*Written exercise 1*.
Scale the rows below: write every line out again, requests included, with each polygon coordinate in the outputs multiplied by 1.65 and rounded to a whole number, halves rounding up.

>> START Given text

Essays & Confessions/Family Finances

What It’s Like To Go From Trophy Wife To Primary Breadwinner

By | Saturday, January 23, 2021

Once upon a time, I lived in a 3,600 sq. ft ocean-front home. I  drove a convertible BMW Z4, and was the proud owner of all of the latest toys.

According to all of the important barometers of life, I was “living the dream.”  

My ex-husband earned significantly more than I did, and with our combined incomes, we had a very comfortable lifestyle. I earned a great salary myself, but my salary was a “bonus” compared to what my spouse already brought in. His huge income is what got us to the nice cars, the nice bikes, the big TVs, the fancy trips, and the beautiful home.  Then, as 50% of married people often do, we went our separate ways, and I found myself flying solo on my single salary.  

Cut to six years later: I am remarried, our combined income is a fraction of what my household income used to be, and I’ve never been, or felt,  richer.  I can confidently say that I’m not the same person today as I was then; and, I can equally confidently say that every single thing that I learned was absolutely unexpected. I didn’t set out to significantly change my life. It just happened. 


In my previous marriage, filling up the spaces in our huge home sucked me dry of time, and long-term joy and satisfaction. Of course, I didn’t recognize that at the time. I thought everything was happy and great. We had a big house. Decorating and DIY blogs were skyrocketing in popularity. So, naturally, I took the job of Home Décor/Home Improvement very seriously. And, since we had such a huge “canvas” to fill, all of the projects took up all of my time.  Weekends were eaten up with trips to the Big Box “Home” stores, and the never-ending quest of “taking care of the house.”  

Don’t get me wrong. Buying that new bookcase or fence or wall print absolutely offered a jolt of joy.  But it was a short-term jolt — and the work was never done.  Weeknights were spent, tired and exhausted, in front of the TV (more on that later) and weekends were spent on the house projects. Saturdays were for going to buy the stuff and spending lots of money.  Sundays were spent putting the stuff away, or playing with the stuff, or finding a place for “later.”  That left very little time to notice that I wasn’t spending much time on, or for, myself.

>> END Given text
>> START Information shown

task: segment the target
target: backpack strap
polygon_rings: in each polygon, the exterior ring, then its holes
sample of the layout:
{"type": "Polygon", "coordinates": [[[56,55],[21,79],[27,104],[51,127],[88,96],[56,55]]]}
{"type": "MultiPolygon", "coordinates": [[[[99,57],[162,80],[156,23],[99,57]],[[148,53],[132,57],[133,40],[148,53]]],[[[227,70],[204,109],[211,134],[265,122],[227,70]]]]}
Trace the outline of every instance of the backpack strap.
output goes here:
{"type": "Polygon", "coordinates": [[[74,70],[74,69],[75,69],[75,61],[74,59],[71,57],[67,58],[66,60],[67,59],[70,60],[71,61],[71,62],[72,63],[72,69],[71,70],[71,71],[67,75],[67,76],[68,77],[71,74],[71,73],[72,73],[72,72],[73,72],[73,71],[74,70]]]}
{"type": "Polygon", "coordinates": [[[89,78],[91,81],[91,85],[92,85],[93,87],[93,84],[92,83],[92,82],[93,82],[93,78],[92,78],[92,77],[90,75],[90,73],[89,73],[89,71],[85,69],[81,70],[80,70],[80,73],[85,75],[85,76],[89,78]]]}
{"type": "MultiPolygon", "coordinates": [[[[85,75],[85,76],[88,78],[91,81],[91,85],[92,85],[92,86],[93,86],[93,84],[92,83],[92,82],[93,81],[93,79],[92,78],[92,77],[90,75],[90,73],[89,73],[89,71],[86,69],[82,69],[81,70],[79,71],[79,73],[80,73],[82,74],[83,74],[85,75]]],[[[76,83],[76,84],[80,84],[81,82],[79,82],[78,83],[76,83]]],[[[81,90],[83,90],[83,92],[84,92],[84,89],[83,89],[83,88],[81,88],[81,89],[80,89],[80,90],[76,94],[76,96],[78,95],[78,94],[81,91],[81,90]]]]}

>> END Information shown

*Written exercise 2*.
Continue the essay about going from trophy wife to primary breadwinner, starting after its last sentence.

*Final result 1*.
task: segment the target
target: backpack strap
polygon_rings: in each polygon, the exterior ring, then its holes
sample of the layout:
{"type": "Polygon", "coordinates": [[[56,55],[21,79],[27,104],[51,127],[88,96],[56,55]]]}
{"type": "MultiPolygon", "coordinates": [[[[99,57],[162,80],[156,23],[99,57]],[[148,53],[132,57],[133,40],[148,53]]],[[[227,70],[204,109],[211,134],[265,122],[227,70]]]]}
Trace the outline of every instance of the backpack strap.
output goes here:
{"type": "Polygon", "coordinates": [[[122,116],[122,114],[124,114],[124,101],[122,97],[117,94],[111,96],[109,99],[111,97],[116,99],[117,101],[117,102],[119,104],[119,114],[117,116],[117,117],[111,124],[111,125],[112,127],[117,122],[117,120],[119,120],[119,119],[120,119],[120,117],[122,116]]]}
{"type": "Polygon", "coordinates": [[[147,129],[150,134],[150,140],[152,140],[153,144],[153,139],[152,137],[152,135],[153,135],[153,129],[152,129],[152,127],[149,124],[149,120],[147,120],[147,117],[140,114],[134,116],[132,116],[132,120],[140,124],[140,125],[147,129]]]}
{"type": "MultiPolygon", "coordinates": [[[[140,124],[140,125],[145,129],[150,134],[150,140],[152,140],[152,142],[153,142],[153,139],[152,137],[152,135],[153,134],[153,130],[152,129],[152,127],[149,124],[149,120],[147,120],[147,117],[142,114],[135,114],[134,116],[130,117],[130,120],[132,120],[135,122],[137,122],[140,124]]],[[[125,137],[125,139],[132,139],[134,135],[130,135],[129,137],[125,137]]],[[[134,149],[137,149],[137,152],[139,152],[139,147],[137,147],[137,145],[134,145],[134,147],[132,147],[132,149],[125,155],[125,158],[129,157],[129,155],[134,150],[134,149]]]]}

*Final result 2*.
In my new relationship, our current home is pretty small (just shy of 1400sq/ft) and just the right size for our small family.  There are no major projects required and no empty rooms to fill up. Do you know what that means?? It means that I now spend my weekends taking care of myself and my family.  I hike. I walk. I run. I sit. I read. I nap. I spend quality time with my friends. I hang out with my family. I go on adventures. I play with my dog. I make bread.  I live. The biggest “house” project on the weekends is making sure the bed linens get washed.  


With a smaller house and a single-income, there just isn’t room (in the physical space or in the budget) for those spontaneous purchases like the shelving units, the home decor, the sporting equipment (and the gear), or the technology, or the clothes that I used to just buy for no real reason at all. Every purchase is now intentional and thoughtful and purposeful. And that feels good. When we want to add something to our lives (like the lawnmower we bought last summer), the process of creating space in our home and our budget becomes a meaningful part of the purchase.   We cleared space in the garage (getting rid of some of the dusty “garage-stuff” felt so goooooood), we created some specific criteria (lawnmower must be able to hang flat), and we saved for the cost of the purchase before we made the purchase.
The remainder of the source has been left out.